Work instruction: Only the lines below from the one that holds "Task: a point for each instance of the red train" through the one that holds "Task: a point for each instance of the overhead" should appear in the answer, copied exactly, end lines included and pictures omitted.

Entries shown:
_ _ _ _ _

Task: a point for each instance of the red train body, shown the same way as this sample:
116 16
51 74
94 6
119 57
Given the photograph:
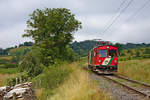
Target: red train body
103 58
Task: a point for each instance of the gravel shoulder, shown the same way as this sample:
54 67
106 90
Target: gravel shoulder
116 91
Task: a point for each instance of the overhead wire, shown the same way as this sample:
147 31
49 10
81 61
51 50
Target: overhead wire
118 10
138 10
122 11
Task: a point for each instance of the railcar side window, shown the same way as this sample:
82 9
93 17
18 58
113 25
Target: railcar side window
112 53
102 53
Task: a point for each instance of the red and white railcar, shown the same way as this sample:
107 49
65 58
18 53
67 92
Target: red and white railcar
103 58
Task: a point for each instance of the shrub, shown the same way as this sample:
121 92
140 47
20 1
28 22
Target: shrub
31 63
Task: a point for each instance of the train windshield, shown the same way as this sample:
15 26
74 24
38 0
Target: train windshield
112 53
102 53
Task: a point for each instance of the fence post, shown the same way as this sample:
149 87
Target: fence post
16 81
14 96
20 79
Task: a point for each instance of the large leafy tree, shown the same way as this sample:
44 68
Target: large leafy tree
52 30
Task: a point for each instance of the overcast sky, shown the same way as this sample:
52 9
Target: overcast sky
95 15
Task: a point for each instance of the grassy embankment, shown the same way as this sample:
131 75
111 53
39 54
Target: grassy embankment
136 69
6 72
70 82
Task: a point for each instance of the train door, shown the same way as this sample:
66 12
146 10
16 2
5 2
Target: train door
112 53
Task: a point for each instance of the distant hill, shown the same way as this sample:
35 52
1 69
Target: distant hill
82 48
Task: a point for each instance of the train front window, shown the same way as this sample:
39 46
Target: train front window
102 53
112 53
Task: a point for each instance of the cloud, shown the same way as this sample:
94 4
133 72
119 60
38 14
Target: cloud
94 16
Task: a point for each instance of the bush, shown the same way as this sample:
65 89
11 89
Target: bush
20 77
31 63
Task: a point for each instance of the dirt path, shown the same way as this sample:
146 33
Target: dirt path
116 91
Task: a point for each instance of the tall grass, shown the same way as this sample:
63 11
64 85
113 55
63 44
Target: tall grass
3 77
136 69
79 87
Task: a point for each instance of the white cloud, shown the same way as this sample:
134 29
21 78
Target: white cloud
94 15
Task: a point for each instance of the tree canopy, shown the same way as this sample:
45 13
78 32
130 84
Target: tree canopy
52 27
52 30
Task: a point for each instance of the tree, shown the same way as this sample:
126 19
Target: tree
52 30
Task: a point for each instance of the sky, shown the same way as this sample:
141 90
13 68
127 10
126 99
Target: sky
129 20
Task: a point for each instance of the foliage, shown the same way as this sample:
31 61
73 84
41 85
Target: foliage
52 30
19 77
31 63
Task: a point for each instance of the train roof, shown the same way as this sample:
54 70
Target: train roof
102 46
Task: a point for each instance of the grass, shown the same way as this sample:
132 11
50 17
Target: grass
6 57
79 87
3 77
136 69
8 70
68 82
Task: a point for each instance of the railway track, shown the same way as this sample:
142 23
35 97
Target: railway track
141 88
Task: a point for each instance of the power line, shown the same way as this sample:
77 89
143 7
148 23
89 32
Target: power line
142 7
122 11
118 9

_ _ _ _ _

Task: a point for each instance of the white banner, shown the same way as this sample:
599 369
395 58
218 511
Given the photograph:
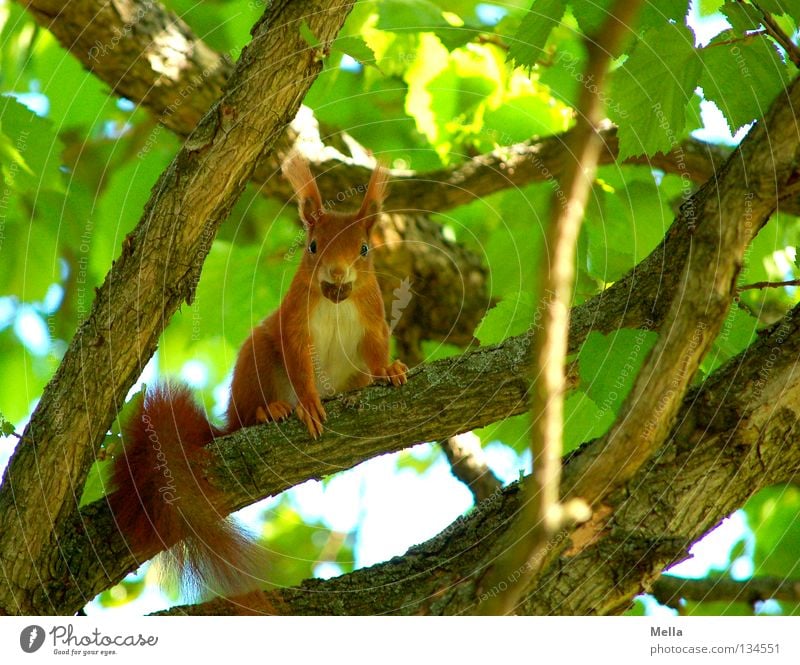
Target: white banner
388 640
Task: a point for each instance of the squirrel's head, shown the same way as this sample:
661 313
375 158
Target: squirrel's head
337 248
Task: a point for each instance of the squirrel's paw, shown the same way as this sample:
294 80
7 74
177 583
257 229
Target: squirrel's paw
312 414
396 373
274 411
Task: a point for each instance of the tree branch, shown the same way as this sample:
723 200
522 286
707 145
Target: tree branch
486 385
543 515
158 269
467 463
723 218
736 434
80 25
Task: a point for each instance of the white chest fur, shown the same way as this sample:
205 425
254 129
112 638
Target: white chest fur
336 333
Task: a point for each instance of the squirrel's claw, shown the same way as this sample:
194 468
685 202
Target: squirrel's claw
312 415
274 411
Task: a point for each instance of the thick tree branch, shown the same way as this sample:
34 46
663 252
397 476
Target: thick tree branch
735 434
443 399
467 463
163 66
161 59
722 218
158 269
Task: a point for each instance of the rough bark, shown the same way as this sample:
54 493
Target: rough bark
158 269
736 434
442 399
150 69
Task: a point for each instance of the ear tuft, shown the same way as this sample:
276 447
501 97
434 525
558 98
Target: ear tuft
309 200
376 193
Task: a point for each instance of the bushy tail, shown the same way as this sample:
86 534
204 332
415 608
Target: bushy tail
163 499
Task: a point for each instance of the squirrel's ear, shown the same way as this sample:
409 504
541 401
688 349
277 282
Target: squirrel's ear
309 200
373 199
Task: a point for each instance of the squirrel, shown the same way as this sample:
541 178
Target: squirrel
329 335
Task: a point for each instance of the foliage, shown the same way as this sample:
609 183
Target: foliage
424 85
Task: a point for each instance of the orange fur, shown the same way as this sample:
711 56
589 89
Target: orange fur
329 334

_ _ _ _ _

Result of this exercise:
Task: a point for each instance of the red train body, shown the same way as this sample:
116 16
51 74
94 6
119 57
Given the photograph:
Target: red train body
103 58
Task: a point for each instance of the gravel shoulder, shown the same way as this sample:
54 67
106 90
Target: gravel shoulder
116 91
Task: a point for each instance of the overhead wire, shown the same way as this sample:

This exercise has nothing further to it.